### Set exercise
Restate every entry word for word.

[Start of Given data]

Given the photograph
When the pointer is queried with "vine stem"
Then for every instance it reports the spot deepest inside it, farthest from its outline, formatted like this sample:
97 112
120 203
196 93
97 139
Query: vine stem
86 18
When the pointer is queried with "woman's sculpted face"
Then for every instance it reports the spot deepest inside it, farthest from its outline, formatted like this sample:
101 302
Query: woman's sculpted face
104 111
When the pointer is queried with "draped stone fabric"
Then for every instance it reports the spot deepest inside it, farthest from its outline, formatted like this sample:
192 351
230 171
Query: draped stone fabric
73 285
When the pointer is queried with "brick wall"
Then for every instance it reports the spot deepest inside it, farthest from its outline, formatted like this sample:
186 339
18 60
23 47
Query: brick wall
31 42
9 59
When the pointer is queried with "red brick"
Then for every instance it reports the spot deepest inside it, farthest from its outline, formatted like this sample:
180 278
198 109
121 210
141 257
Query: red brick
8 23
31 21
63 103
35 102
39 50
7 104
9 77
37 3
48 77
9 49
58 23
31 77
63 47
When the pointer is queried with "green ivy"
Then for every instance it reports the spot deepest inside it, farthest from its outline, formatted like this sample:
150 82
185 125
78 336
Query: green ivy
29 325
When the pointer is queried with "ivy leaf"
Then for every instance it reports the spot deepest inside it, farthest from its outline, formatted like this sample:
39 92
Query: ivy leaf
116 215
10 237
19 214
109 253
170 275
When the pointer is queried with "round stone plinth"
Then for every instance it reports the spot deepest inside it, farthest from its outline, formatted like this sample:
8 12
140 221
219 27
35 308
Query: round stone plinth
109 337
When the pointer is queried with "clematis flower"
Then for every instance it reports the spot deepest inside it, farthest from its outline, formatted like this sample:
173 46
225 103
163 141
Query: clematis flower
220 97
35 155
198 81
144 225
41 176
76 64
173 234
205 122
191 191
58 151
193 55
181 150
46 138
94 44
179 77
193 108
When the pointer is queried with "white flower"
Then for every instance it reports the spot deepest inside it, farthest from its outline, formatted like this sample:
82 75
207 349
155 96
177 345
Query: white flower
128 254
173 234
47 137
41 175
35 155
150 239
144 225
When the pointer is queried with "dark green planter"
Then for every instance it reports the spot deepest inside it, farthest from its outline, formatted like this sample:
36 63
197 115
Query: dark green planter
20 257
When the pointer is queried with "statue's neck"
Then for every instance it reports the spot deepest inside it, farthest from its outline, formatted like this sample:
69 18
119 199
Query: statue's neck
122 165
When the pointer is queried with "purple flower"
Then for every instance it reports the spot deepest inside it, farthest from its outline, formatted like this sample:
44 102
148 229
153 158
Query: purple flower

[End of Given data]

### Exercise output
Given the photograph
When the pointer is queried with "vine stem"
Then for every instance it reports the spot deepest inside it, farthest from its outline, formatted like this sample:
97 112
120 203
196 93
97 139
Query: vine stem
86 18
When the pointer is queried with "woman's sculpted face"
Then for every instance it reports the spot deepest inside it, farthest from its outline, formatted like this sample:
101 302
Query: woman's sculpted face
104 111
When the pointer is queried with "draped stone fabric"
Then for every instance it reports the spot deepest inside it, farthest from its outline, formatted like this sample:
192 351
230 171
Query: draped stone fabric
73 285
When the pointer is queried with "brick wall"
Then for every instance it reports the spot deepest inside it, farthest from its outline, formatted like this sample:
186 339
18 60
23 47
Query: brick wall
31 42
9 59
When the pointer is queried with "red brick"
Then for every instance it reports the spot deepest inside it, farthest from its outline, formatted like this sample:
180 278
198 109
121 210
141 257
Query: red brick
8 23
31 21
63 103
35 102
39 50
7 104
9 77
37 3
48 77
9 49
58 23
31 77
63 47
When the pointer is queried with "green ivy"
Then for every instance it reports the spot deepest inside it, farthest from its outline, formatted like this sample:
150 82
185 125
78 336
Query: green ivy
29 325
When the pointer is queried with "ivy leaf"
Then for every instance it reports the spot deepest inside it, farthest from its outline, formatted like this sample:
39 92
Query: ivy leaf
116 215
10 237
19 214
109 253
170 275
When the pointer is queried with "round stone plinth"
Then for every instance it reports the spot deepest inside it, farthest from its outline, formatted like this sample:
8 12
140 221
219 27
35 308
Query: round stone plinth
109 337
When the pointer is queried with "clematis flower"
Then for every instance it reports the spot deepest inside it, farthest from its outline, formatted like this sample:
173 46
225 103
163 141
Query: clematis flower
220 97
35 155
198 81
144 225
41 176
76 64
173 234
205 122
191 191
58 151
193 55
181 150
46 138
94 44
179 77
193 108
When the pointer is queried with "white flower"
Then for every instance it reports the spot deepest inside it, farthest from its outline, formatted like this sample:
82 75
207 349
155 96
177 345
Query: white flower
128 254
173 234
47 137
41 175
35 155
150 239
144 225
When the pointer is queried with "dark green planter"
Then for every instance it reports the spot deepest inside it, farthest from its outline, formatted like this sample:
36 63
197 115
Query: dark green planter
20 257
When the pointer is queried with "statue's neck"
Then for every instance it reports the spot deepest inside it, farthest from its outline, formatted like this sample:
69 18
119 199
Query: statue's neck
122 165
When the pointer is queried with "purple flower"
Then for every instance it reports the spot deepest inside it, farthest from its outline, formatted like this sample:
44 102
148 229
153 158
Query: purple flower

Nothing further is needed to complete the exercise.